→ Document segment:

The problem is, the DVD transfer is a bit darker and not as vibrant
as the THX-approved version that was featured on the LD set, to the point
where I generally prefer the LD's transfer to the DVD. After doing an A-B
comparison, there's no doubt that the DVD's contrast and sharpness appear
murky and smoothed-over in comparison to the LD.
What's worse, the supplements contained on the DVD fail to match the
bounty of extras Universal packed on the LD, from trimming the fascinating,
130-minute "Making Of" documentary to an abbreviated cut that
runs less than half the time, to neglecting to include all the deleted
scenes the LD had! (There's a great bit with Quint's first-mate from the
LD that didn't make it onto the DVD).

→ Entries:
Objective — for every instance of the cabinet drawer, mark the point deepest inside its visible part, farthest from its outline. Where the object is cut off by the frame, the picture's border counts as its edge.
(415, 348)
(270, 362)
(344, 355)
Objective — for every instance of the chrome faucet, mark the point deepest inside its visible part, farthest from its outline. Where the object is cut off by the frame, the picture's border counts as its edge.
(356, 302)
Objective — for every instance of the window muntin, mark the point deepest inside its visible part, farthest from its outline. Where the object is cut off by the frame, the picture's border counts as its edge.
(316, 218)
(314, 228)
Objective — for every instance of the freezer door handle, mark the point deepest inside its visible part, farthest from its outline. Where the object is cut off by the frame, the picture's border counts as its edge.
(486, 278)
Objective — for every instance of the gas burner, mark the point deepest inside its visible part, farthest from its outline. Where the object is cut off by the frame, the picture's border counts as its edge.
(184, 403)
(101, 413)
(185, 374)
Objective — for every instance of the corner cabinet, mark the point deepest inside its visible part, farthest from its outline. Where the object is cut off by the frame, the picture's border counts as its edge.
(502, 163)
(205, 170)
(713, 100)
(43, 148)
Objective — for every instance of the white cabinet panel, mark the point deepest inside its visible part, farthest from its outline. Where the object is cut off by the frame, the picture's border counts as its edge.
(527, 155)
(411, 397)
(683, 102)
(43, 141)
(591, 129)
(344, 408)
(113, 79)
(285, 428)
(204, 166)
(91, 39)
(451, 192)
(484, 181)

→ Stated problem 1: From the disc review, return everything from "The problem is, the" down to "comparison to the LD.".
→ Stated problem 2: According to the disc review, how long is the full "Making Of" documentary included on the LD?
→ Stated problem 3: Continue the disc review from its last sentence.
The data plays no part in this work.

→ Task output 1:
The problem is, the DVD transfer is a bit darker and not as vibrant
as the THX-approved version that was featured on the LD set, to the point
where I generally prefer the LD's transfer to the DVD. After doing an A-B
comparison, there's no doubt that the DVD's contrast and sharpness appear
murky and smoothed-over in comparison to the LD.

→ Task output 2: 130 minutes.

→ Task output 3:
So, then, where does the DVD live up to its potential? Easy. The new
digital surround mix is terrific, basically separating Williams's score
and some background effects into a pleasant, 5.1-channel mix that bests
the movie's super, original mono mix. (If you have the option at your disposal,
the DTS version is the way to go, since the sound is warmer, louder, and
more effective than the Dolby Digital release). The mix is the best part
of a DVD package that's good but not quite as definitive as I would have
liked it to be.
DVD Round-Up: KHAN, SHAFT, and other goodies on the
Certain people have been harping on Paramount for not releasing supplement-laden
DVDs of the STAR TREK films, but as anyone who has spent time collecting
lasers will tell you, things progress slowly for the series' films on video.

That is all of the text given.